Exercise aim:
Write out each line word for word. Drop pictures.

Extracted records:
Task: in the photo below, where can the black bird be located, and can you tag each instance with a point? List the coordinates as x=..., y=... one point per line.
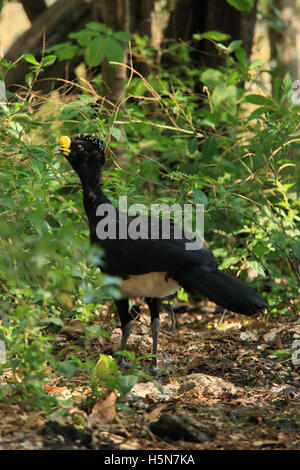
x=149, y=267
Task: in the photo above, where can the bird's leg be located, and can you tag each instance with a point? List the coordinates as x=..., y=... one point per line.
x=153, y=304
x=123, y=311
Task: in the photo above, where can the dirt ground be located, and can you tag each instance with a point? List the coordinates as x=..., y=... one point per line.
x=229, y=382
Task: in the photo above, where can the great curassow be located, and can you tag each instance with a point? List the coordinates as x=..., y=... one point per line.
x=149, y=268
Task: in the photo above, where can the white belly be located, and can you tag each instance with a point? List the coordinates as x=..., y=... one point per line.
x=149, y=285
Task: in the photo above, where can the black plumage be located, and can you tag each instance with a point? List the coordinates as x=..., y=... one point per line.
x=152, y=268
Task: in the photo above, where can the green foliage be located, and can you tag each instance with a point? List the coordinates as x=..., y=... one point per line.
x=229, y=147
x=94, y=43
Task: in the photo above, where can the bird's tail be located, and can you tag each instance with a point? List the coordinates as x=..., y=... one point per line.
x=223, y=289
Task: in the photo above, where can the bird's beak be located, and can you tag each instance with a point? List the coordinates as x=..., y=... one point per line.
x=64, y=146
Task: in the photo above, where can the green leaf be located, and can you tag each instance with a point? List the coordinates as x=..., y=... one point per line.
x=99, y=27
x=126, y=382
x=49, y=60
x=105, y=366
x=241, y=55
x=83, y=37
x=30, y=59
x=95, y=51
x=241, y=5
x=192, y=145
x=209, y=148
x=200, y=197
x=68, y=52
x=211, y=77
x=257, y=267
x=68, y=368
x=29, y=79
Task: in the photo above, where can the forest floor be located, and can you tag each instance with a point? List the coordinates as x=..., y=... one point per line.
x=229, y=382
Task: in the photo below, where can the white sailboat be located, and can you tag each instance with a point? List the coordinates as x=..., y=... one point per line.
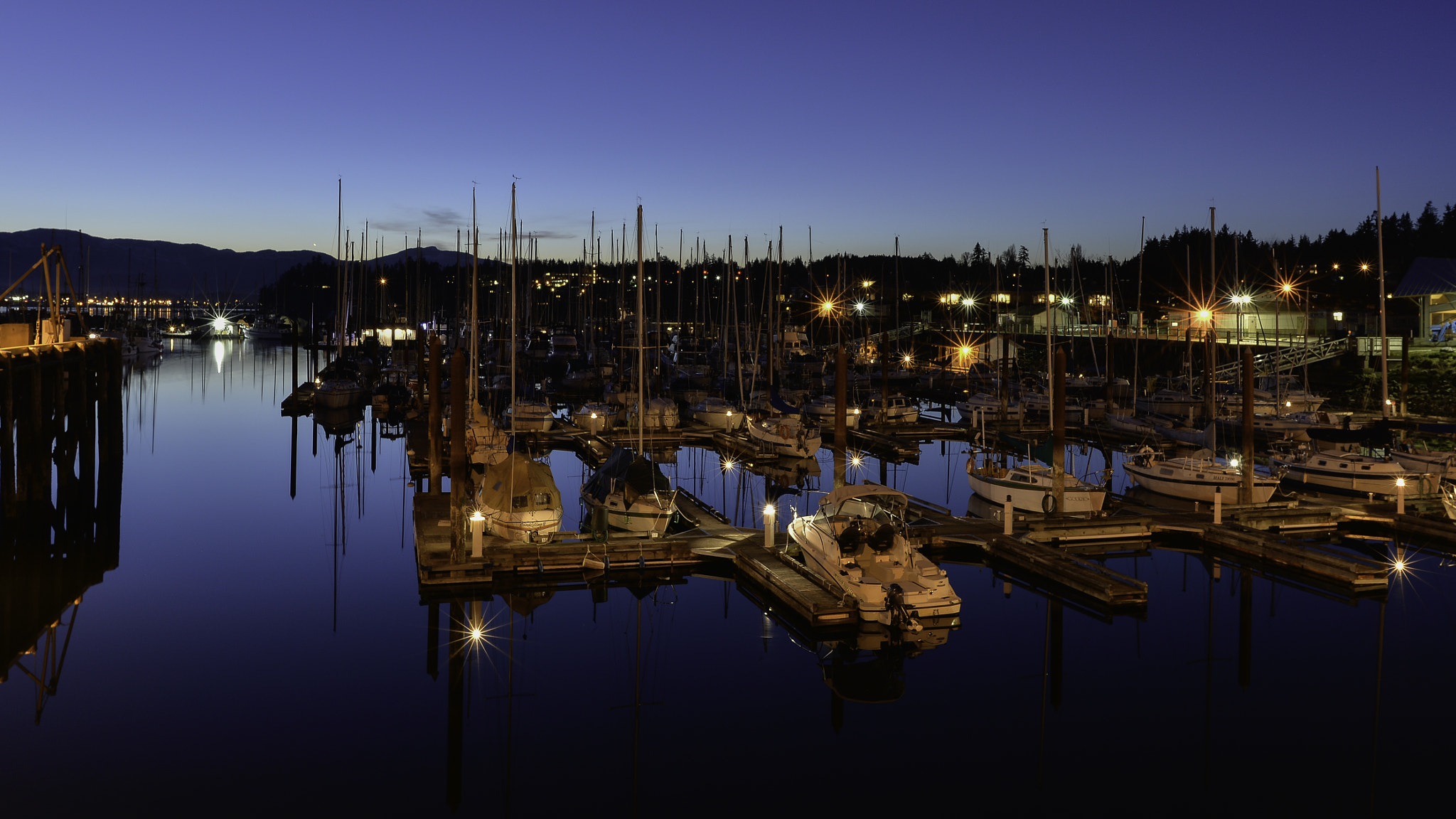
x=857, y=542
x=1353, y=473
x=519, y=496
x=1032, y=488
x=1199, y=477
x=823, y=408
x=633, y=491
x=718, y=414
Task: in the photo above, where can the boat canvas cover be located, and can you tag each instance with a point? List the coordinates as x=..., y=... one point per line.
x=865, y=490
x=519, y=477
x=637, y=474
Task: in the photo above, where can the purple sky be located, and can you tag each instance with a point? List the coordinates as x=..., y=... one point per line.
x=946, y=124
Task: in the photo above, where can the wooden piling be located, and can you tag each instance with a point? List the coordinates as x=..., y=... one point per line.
x=1247, y=486
x=1059, y=427
x=433, y=387
x=459, y=458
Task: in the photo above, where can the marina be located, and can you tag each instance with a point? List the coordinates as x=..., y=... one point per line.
x=1012, y=427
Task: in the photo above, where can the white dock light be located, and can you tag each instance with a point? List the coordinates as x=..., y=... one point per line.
x=476, y=534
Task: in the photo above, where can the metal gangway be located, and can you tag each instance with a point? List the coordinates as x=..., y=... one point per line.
x=1286, y=359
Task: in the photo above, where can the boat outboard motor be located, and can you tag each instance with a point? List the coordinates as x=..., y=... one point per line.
x=883, y=537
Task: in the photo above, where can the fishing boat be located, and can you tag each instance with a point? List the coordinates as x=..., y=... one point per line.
x=594, y=417
x=1353, y=473
x=392, y=391
x=857, y=542
x=822, y=410
x=657, y=413
x=337, y=392
x=718, y=414
x=1421, y=459
x=529, y=416
x=519, y=499
x=633, y=493
x=788, y=436
x=1032, y=488
x=1197, y=477
x=899, y=412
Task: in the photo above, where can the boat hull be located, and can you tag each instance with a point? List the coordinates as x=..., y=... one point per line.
x=1037, y=498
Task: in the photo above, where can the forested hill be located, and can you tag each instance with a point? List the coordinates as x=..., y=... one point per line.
x=166, y=269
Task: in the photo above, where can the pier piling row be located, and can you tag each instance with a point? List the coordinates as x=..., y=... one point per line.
x=60, y=498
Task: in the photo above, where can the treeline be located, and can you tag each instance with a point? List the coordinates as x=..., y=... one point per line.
x=1336, y=270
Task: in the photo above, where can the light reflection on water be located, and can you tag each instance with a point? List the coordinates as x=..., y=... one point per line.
x=273, y=648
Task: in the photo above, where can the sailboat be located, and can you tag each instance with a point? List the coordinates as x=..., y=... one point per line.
x=633, y=491
x=518, y=496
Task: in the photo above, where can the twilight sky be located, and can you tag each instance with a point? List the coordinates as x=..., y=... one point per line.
x=947, y=124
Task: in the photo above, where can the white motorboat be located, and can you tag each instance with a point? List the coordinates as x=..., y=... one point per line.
x=529, y=416
x=986, y=405
x=788, y=436
x=596, y=417
x=336, y=394
x=822, y=410
x=1169, y=401
x=1421, y=459
x=519, y=499
x=1194, y=478
x=857, y=541
x=718, y=414
x=1271, y=426
x=1133, y=426
x=900, y=412
x=1032, y=488
x=633, y=493
x=1353, y=473
x=658, y=413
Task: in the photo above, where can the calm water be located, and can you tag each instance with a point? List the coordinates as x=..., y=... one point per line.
x=261, y=653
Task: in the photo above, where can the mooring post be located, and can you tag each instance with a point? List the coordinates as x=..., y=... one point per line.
x=1059, y=429
x=1246, y=627
x=840, y=398
x=1247, y=486
x=459, y=458
x=455, y=703
x=1406, y=370
x=8, y=433
x=433, y=388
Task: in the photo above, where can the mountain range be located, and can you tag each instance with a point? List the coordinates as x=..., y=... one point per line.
x=165, y=269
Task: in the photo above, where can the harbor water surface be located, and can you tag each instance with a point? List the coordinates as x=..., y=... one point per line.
x=261, y=653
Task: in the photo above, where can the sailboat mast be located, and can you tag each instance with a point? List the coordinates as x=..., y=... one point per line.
x=641, y=362
x=511, y=400
x=475, y=331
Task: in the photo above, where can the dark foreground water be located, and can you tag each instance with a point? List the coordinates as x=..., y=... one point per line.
x=258, y=653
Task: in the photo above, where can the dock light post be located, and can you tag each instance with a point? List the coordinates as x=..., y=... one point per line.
x=476, y=534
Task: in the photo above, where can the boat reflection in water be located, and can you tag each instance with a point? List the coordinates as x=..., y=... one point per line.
x=869, y=666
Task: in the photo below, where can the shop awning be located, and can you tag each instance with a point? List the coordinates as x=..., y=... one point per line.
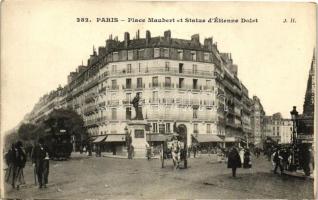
x=201, y=138
x=99, y=139
x=115, y=138
x=157, y=137
x=229, y=139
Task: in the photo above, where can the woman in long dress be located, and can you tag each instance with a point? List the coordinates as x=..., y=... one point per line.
x=10, y=159
x=20, y=164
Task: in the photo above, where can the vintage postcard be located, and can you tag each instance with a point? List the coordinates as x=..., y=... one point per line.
x=158, y=100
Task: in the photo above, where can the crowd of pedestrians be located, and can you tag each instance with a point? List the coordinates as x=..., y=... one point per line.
x=16, y=159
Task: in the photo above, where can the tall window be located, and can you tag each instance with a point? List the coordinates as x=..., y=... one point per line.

Output of the task:
Task: in the photo below, where can the black bird be located, and can you tag each instance with a point? List the coordinates as x=..., y=... one point per line.
x=149, y=267
Task: in the photo above, where can the bird's leg be located, and can you tag each instance with a point? List the coordinates as x=..., y=... one point per line.
x=153, y=304
x=123, y=311
Task: in the photo above, where can the dirt ground be located, and can you tag each instance with a point? List the coordinates as x=..., y=... one point per line.
x=229, y=382
Task: in the photo above, where can the great curassow be located, and can you tag each instance with a point? List the coordinates as x=..., y=... one point per line.
x=149, y=268
Task: in the photo above, where can the white belly be located, and can you tag each instance with a point? List the coordinates as x=..., y=... one point per line.
x=149, y=285
Task: in the photo above, where can the black plumage be located, and can you tag each instance with a point? List the coordinates as x=..., y=... one point per line.
x=152, y=268
Task: in the photo above, where can the green foliage be located, and can you tag each instance with a point? List the coordinates as x=..., y=... one point per line.
x=229, y=147
x=94, y=43
Task: in the photo above, where can the bird's tail be located, and can you tag each instance with a point? List the coordinates as x=..., y=... one point per line.
x=223, y=289
Task: in the photo above, where can the bird's beak be located, and can you tag each instance with a point? List the coordinates as x=..., y=... one point per line.
x=64, y=146
Task: in the photo above, where can the green leaf be located, and can you tag each instance with a point? List the coordinates as x=..., y=... one point per line.
x=99, y=27
x=126, y=382
x=49, y=60
x=105, y=366
x=241, y=55
x=83, y=37
x=30, y=59
x=95, y=51
x=241, y=5
x=192, y=145
x=209, y=148
x=200, y=197
x=68, y=52
x=211, y=77
x=257, y=267
x=68, y=368
x=29, y=79
Task: in the photo above, where can the forest floor be located, and can you tag each instance with a point? List the coordinates as x=..., y=... one point per line.
x=229, y=382
Task: in the photo below, where can the white sailboat be located, and can you tag each instance with a point? List the coordinates as x=..., y=... one point per line.
x=857, y=542
x=1353, y=473
x=519, y=496
x=1032, y=488
x=1199, y=477
x=823, y=408
x=633, y=491
x=718, y=414
Task: in the photo above, where can the boat canvas cover be located, and can you tag each instance with a point? List the coordinates as x=..., y=... one point per line.
x=865, y=490
x=519, y=477
x=637, y=474
Task: in the photo above, where can the purple sky be located, and can you tag each instance with a point? List the coordinates as x=..., y=... one point per line.
x=946, y=124
Task: in the photo above, where can the wooden piling be located, and can you tag each instance with a point? List the coordinates as x=..., y=... one point per line.
x=1247, y=486
x=1059, y=427
x=433, y=387
x=459, y=458
Task: in the photo above, where can the marina be located, and can you tag each instance with a point? List the coordinates as x=..., y=... one point per line.
x=1012, y=427
Task: in the photo above, where can the white dock light be located, and can you tag each instance with a point? List the coordinates as x=..., y=... one point per line.
x=476, y=534
Task: in the photo above, where can the metal gangway be located, and can you tag each instance with a point? List the coordinates as x=..., y=... one point per line.
x=1286, y=359
Task: in the photo above, where can the boat outboard motor be located, and can you tag each instance with a point? List the coordinates as x=..., y=... one point per line.
x=883, y=537
Task: in the photo above, where can the fishing boat be located, and can you tag each instance with a point? List the coordinates as x=..., y=... one point per line.
x=594, y=417
x=1353, y=473
x=392, y=391
x=857, y=542
x=822, y=410
x=657, y=413
x=337, y=392
x=718, y=414
x=1421, y=459
x=529, y=416
x=519, y=499
x=633, y=493
x=788, y=436
x=1032, y=488
x=1197, y=477
x=899, y=412
Task: in the photo above, where can the boat hull be located, and can you tag each instance with a point? List the coordinates as x=..., y=... one point per line.
x=1037, y=498
Task: in the photo above, where can the forested hill be located, and can you tag each instance with a point? List the coordinates as x=..., y=... one point per line.
x=166, y=269
Task: in the photo above, where can the pier piling row be located, and can you tag each instance with a point? List the coordinates as x=..., y=... one point per line.
x=60, y=498
Task: in the photo above, where can the treeline be located, and can you tag each instance with a point? List the coordinates as x=..., y=... one point per line.
x=1336, y=270
Task: in the photo above, where can the light reflection on water be located, and can you tag each instance with a point? List the coordinates as x=..., y=... one point per line.
x=273, y=648
Task: in the photo above, where can the sailboat be located, and can you tag each instance with a point? List the coordinates as x=..., y=... one point per line.
x=633, y=491
x=518, y=496
Task: in the photo above, where can the twilight sky be located, and can you tag each instance with a point? List the coordinates as x=..., y=... one point per line.
x=947, y=124
Task: in the photo above, where can the white motorboat be located, and can you tag each instance with a point? List the coordinates as x=..., y=... one point per line.
x=529, y=416
x=986, y=405
x=788, y=436
x=596, y=417
x=336, y=394
x=822, y=410
x=1169, y=401
x=1421, y=459
x=519, y=499
x=1194, y=478
x=857, y=541
x=718, y=414
x=1271, y=426
x=1133, y=426
x=900, y=412
x=1032, y=488
x=633, y=493
x=1353, y=473
x=658, y=413
Task: in the photo above, where can the calm water be located, and can you tag each instance with a point? List the coordinates as x=..., y=... one point per line.
x=261, y=653
Task: in the photo above, where can the mooring post be located, and can you tag each instance with a point? List the coordinates as x=..., y=... one point per line.
x=1059, y=429
x=1246, y=627
x=840, y=398
x=1247, y=486
x=459, y=458
x=455, y=703
x=1406, y=370
x=8, y=433
x=433, y=388
Task: in the photo above, where can the mountain range be located, and can you tag each instance with a point? List the coordinates as x=..., y=... one point per line.
x=165, y=269
Task: in the photo above, where can the harbor water surface be located, and can you tag each instance with a point? List the coordinates as x=..., y=... one point per line.
x=261, y=653
Task: in the photo above, where can the sailboat mast be located, and can you tag each instance with a point? List the coordinates as x=..., y=... one point per line.
x=641, y=362
x=511, y=400
x=475, y=331
Task: in the photo above, where can the dark foreground water be located, and can you tag each instance with a point? List the coordinates as x=..., y=... one point per line.
x=258, y=653
Task: in the photo above, where can the dock light post be located, and can you tag each instance with a point? List the coordinates as x=..., y=... one point per line.
x=476, y=534
Task: in the photo above, where can the boat reflection in water be located, and can you tag each instance with a point? List the coordinates as x=..., y=... one point per line.
x=869, y=666
Task: in the photo below, where can the shop awning be located, and can you tag each instance with a point? List the coordinates as x=..., y=... one point per line.
x=201, y=138
x=99, y=139
x=115, y=138
x=157, y=137
x=229, y=139
Task: in the photo above, where can the woman in long dress be located, and can you tag each instance with a point? List the coordinates as x=..., y=... one point per line.
x=10, y=159
x=20, y=164
Task: in the photo above, where can the vintage postcard be located, and can you tag each instance with a point? List the coordinates as x=..., y=... one point per line.
x=158, y=100
Task: in the photo above, where can the crowd of pedestrians be located, and can you tag each instance with a point? List the coordinates as x=..., y=... one point per line.
x=16, y=159
Task: in the photo above, where can the tall window be located, and can you tag each instance with a point? List the coordinates as x=..., y=... one point per line.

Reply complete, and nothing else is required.